▶ Prompt: Reproduce the records below with every "grateful" switched to "thankful", leaving everything else unchanged.
# Available data start
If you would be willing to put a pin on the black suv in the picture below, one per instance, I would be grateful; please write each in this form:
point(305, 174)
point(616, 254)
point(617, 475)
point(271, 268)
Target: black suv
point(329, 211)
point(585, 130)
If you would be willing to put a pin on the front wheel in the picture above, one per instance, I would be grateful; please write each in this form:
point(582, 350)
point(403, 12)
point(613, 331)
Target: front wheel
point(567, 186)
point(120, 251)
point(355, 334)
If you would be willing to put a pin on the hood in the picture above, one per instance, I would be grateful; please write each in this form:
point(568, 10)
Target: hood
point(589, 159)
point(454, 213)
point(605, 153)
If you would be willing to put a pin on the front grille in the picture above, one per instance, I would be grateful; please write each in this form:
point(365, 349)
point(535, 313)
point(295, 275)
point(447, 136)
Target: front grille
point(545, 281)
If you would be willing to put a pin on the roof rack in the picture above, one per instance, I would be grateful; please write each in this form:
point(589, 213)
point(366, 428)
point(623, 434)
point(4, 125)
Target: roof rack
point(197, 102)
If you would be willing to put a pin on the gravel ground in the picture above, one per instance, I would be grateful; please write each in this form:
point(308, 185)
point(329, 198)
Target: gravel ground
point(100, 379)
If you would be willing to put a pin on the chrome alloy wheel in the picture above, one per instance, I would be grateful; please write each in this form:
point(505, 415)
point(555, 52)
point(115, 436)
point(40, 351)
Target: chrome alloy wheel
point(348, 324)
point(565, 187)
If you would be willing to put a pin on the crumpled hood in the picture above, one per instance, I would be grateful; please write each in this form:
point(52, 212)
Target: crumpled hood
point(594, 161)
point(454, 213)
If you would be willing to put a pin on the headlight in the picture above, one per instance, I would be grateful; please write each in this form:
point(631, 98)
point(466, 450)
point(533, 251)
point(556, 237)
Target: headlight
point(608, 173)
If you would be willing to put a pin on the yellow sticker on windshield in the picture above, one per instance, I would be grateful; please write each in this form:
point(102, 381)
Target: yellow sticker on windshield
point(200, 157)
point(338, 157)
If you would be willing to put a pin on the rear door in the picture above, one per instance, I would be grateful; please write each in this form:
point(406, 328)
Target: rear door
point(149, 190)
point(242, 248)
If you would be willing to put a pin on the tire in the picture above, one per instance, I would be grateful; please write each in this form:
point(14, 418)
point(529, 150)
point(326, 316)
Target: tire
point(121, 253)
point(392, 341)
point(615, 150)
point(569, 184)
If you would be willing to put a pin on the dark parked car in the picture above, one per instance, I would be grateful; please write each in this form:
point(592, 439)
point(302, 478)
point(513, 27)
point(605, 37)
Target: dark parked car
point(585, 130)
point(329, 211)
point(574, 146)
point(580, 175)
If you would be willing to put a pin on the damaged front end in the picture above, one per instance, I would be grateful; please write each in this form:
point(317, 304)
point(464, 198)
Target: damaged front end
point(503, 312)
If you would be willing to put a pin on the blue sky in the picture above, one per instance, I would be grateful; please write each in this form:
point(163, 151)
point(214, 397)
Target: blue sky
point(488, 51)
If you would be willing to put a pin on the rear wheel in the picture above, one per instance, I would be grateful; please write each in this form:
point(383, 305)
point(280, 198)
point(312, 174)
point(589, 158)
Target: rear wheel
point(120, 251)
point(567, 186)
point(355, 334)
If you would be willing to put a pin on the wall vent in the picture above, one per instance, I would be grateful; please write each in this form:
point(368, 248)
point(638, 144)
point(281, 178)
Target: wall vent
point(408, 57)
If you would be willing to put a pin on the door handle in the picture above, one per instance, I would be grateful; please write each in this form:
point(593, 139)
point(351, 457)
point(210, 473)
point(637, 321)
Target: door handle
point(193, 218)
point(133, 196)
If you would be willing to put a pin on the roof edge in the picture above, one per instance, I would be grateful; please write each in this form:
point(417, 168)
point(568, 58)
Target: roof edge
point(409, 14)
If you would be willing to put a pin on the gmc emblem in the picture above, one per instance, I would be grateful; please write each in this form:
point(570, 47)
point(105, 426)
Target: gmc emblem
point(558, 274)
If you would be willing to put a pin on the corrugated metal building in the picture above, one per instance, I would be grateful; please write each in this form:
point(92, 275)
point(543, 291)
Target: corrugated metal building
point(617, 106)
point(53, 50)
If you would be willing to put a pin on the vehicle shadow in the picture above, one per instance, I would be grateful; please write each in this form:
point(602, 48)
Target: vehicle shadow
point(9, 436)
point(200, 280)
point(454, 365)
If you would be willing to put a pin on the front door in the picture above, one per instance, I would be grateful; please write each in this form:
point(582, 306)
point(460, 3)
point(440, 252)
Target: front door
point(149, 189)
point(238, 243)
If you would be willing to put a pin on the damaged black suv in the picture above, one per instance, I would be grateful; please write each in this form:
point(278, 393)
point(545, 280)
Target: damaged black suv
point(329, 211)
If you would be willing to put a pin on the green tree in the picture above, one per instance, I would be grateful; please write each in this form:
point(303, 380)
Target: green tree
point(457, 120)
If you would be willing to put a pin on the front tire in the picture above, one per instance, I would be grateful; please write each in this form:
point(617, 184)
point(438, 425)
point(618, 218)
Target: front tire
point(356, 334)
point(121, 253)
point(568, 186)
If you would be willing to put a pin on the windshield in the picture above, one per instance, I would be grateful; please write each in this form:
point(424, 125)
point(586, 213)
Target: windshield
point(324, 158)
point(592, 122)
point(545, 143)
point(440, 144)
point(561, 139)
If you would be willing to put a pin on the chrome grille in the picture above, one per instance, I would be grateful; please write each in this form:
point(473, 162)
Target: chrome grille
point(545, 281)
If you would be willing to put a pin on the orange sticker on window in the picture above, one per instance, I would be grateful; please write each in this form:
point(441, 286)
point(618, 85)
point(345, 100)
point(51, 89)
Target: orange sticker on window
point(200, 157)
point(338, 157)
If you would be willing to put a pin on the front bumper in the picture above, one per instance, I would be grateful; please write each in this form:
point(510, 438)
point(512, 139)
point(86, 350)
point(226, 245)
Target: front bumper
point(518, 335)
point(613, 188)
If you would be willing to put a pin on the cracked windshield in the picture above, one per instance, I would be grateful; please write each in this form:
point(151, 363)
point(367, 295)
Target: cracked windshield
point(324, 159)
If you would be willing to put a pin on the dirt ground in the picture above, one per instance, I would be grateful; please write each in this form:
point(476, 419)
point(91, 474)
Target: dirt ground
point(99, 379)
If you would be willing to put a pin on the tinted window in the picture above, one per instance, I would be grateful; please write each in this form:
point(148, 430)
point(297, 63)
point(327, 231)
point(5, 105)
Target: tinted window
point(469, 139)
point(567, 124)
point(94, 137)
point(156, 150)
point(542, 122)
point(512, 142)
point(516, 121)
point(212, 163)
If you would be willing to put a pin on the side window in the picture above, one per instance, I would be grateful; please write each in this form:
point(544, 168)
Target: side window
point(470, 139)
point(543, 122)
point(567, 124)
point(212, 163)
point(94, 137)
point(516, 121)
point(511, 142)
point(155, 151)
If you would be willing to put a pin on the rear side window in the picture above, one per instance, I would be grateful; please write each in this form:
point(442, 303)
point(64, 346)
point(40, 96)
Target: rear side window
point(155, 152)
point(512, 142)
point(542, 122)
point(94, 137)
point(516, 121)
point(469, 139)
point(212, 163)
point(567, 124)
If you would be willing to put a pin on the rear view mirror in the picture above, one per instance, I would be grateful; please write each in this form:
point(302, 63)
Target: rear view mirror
# Available data end
▶ Result of the task:
If you would be willing to put a pin on the black suv in the picture below, one per instance, I would be thankful; please write each in this form:
point(305, 174)
point(616, 254)
point(617, 475)
point(271, 268)
Target: black suv
point(329, 211)
point(585, 130)
If you would be willing to put a pin on the front wheel in the picture above, one per instance, I would be thankful; please write each in this form:
point(582, 350)
point(403, 12)
point(613, 331)
Target: front wheel
point(567, 186)
point(120, 251)
point(355, 334)
If you would be willing to put a pin on the hood in the picture above, one per instance, I would be thankful; please write each in this form:
point(568, 10)
Target: hood
point(589, 159)
point(454, 213)
point(605, 153)
If you would be willing to put a pin on the front grille in the picture above, one per instance, I would be thankful; please write each in this form:
point(365, 349)
point(535, 313)
point(295, 275)
point(447, 136)
Target: front grille
point(545, 281)
If you would be willing to put a pin on the roof rack in the picture above, one per instance, I would be thankful; please write each in this form:
point(589, 213)
point(366, 428)
point(623, 434)
point(4, 125)
Target: roof rack
point(197, 102)
If you would be willing to put a pin on the gravel ground in the picture above, one per instance, I would be thankful; please write each in this form:
point(308, 185)
point(329, 198)
Target: gravel ground
point(100, 379)
If you would be willing to put a pin on the chrome alloy wheel in the picture above, one per instance, I would be thankful; please write each in this form:
point(505, 415)
point(555, 52)
point(115, 436)
point(40, 351)
Target: chrome alloy wheel
point(348, 324)
point(565, 187)
If you would be willing to put a pin on the crumpled hood in the picture above, one per instance, I would be thankful; please write each in this form:
point(52, 212)
Target: crumpled hood
point(594, 161)
point(454, 213)
If you would be willing to put a pin on the headlight in the picture above, one per instance, I would be thankful; please write each in this form:
point(631, 98)
point(466, 450)
point(533, 251)
point(556, 237)
Target: headlight
point(608, 173)
If you would be willing to put a pin on the yellow sticker on windshield in the picture above, one per instance, I would be thankful; please write each in this form:
point(102, 381)
Target: yellow sticker on windshield
point(200, 157)
point(338, 157)
If you would be willing to put a pin on the rear door in the picture above, one per instance, I would be thankful; please write each in this form:
point(406, 328)
Target: rear door
point(149, 190)
point(242, 248)
If you would be willing to put a pin on the tire in the picture above, one per instance, I would be thankful; please write each in this form:
point(14, 418)
point(529, 150)
point(326, 316)
Target: tire
point(121, 253)
point(392, 341)
point(615, 150)
point(569, 184)
If you would be willing to put a pin on the dark parked car in the picture above, one per instance, I would be thankful; please write each in this form:
point(592, 439)
point(302, 478)
point(513, 27)
point(605, 37)
Target: dark parked car
point(585, 130)
point(329, 211)
point(574, 146)
point(580, 175)
If you would be willing to put a pin on the damaged front end in the picture above, one per instance, I would be thankful; please write each in this form:
point(317, 304)
point(464, 198)
Target: damaged front end
point(503, 312)
If you would be willing to put a pin on the blue sky in the picture above, one per instance, I would be thankful; please write each in this form:
point(163, 151)
point(214, 397)
Target: blue sky
point(488, 51)
If you would be willing to put a pin on the rear wheel in the picture above, one per instance, I would be thankful; please write each in this form:
point(383, 305)
point(280, 198)
point(312, 174)
point(589, 158)
Target: rear wheel
point(120, 251)
point(567, 186)
point(355, 334)
If you would be willing to put a pin on the wall vent in the picture above, one per instance, I would be thankful; please write each in this form:
point(368, 248)
point(638, 144)
point(281, 178)
Target: wall vent
point(408, 57)
If you would be willing to put a pin on the door handle in the picture above, one per instance, I would be thankful; please write each in this form:
point(593, 139)
point(351, 457)
point(210, 473)
point(637, 321)
Target: door handle
point(193, 218)
point(133, 196)
If you would be willing to put a pin on the roof edge in the picture above, one per instance, I would be thankful; please write each in this form:
point(417, 168)
point(568, 58)
Target: roof edge
point(409, 14)
If you would be willing to put a pin on the gmc emblem in the picture above, one per instance, I would be thankful; please write each in this form:
point(570, 47)
point(105, 426)
Target: gmc emblem
point(558, 274)
If you would be willing to put a pin on the corrugated metal building in the picture above, one per instance, I would be thankful; please write each in this form:
point(92, 275)
point(543, 291)
Target: corrugated metal building
point(617, 106)
point(53, 50)
If you would be willing to put a pin on the vehicle shadow in the picture above, one per instance, I would be thankful; please write each in this form:
point(602, 48)
Target: vehicle shadow
point(9, 436)
point(200, 280)
point(454, 365)
If you would be willing to put a pin on the front door in the picture above, one per instance, I would be thankful; please write each in this form:
point(582, 306)
point(460, 3)
point(440, 252)
Target: front door
point(149, 189)
point(238, 243)
If you would be willing to put a pin on the damaged black suv in the picture above, one per instance, I would be thankful; please write each in this form:
point(278, 393)
point(545, 280)
Target: damaged black suv
point(329, 211)
If you would be willing to put a pin on the green tree in the picture above, one per instance, I would be thankful; please write each in this form:
point(303, 380)
Target: green tree
point(457, 120)
If you would be willing to put a pin on the front tire in the picture above, one per instance, I would be thankful; please write each in this form:
point(617, 184)
point(438, 425)
point(618, 218)
Target: front tire
point(356, 334)
point(121, 253)
point(568, 186)
If you would be willing to put a pin on the windshield in the picture above, one per instance, I would be thankful; please write each in this form:
point(424, 125)
point(586, 213)
Target: windshield
point(324, 158)
point(592, 122)
point(545, 143)
point(440, 144)
point(561, 139)
If you would be willing to put a pin on the chrome grille in the picture above, one per instance, I would be thankful; please write each in this form:
point(473, 162)
Target: chrome grille
point(545, 281)
If you would be willing to put a pin on the orange sticker on window in the picture above, one per instance, I would be thankful; please write each in this form:
point(441, 286)
point(618, 85)
point(345, 100)
point(51, 89)
Target: orange sticker on window
point(200, 157)
point(338, 157)
If you would be willing to put a pin on the front bumper in the picture above, one per instance, I would be thankful; please write each in this form:
point(510, 438)
point(512, 139)
point(86, 350)
point(226, 245)
Target: front bumper
point(518, 335)
point(613, 188)
If you would be willing to put a pin on the cracked windshield in the picture above, one per instance, I would be thankful; please write each in this form:
point(151, 363)
point(367, 295)
Target: cracked windshield
point(324, 159)
If you would be willing to put a pin on the dirt ground in the picture above, one per instance, I would be thankful; please write each in this form:
point(476, 419)
point(91, 474)
Target: dirt ground
point(99, 379)
If you would be willing to put a pin on the tinted window in the picture above, one per instance, I would be thankful; please write each in this form:
point(148, 430)
point(297, 63)
point(327, 231)
point(5, 105)
Target: tinted window
point(469, 139)
point(567, 124)
point(94, 137)
point(156, 150)
point(542, 122)
point(512, 142)
point(516, 121)
point(212, 163)
If you would be willing to put a pin on the side window in the picture above, one per instance, I would be thankful; please write each in this form:
point(544, 168)
Target: side window
point(470, 139)
point(543, 122)
point(567, 124)
point(212, 163)
point(94, 137)
point(516, 121)
point(511, 142)
point(155, 151)
If you would be willing to put a pin on the rear side window in the picture above, one per instance, I would be thankful; please write each in this form:
point(442, 303)
point(64, 346)
point(40, 96)
Target: rear side window
point(155, 152)
point(512, 142)
point(542, 122)
point(94, 137)
point(516, 121)
point(469, 139)
point(212, 163)
point(567, 124)
If you would be willing to put a pin on the rear view mirror in the picture above, one per instance, I would be thankful; please write each in this form:
point(302, 63)
Target: rear view mirror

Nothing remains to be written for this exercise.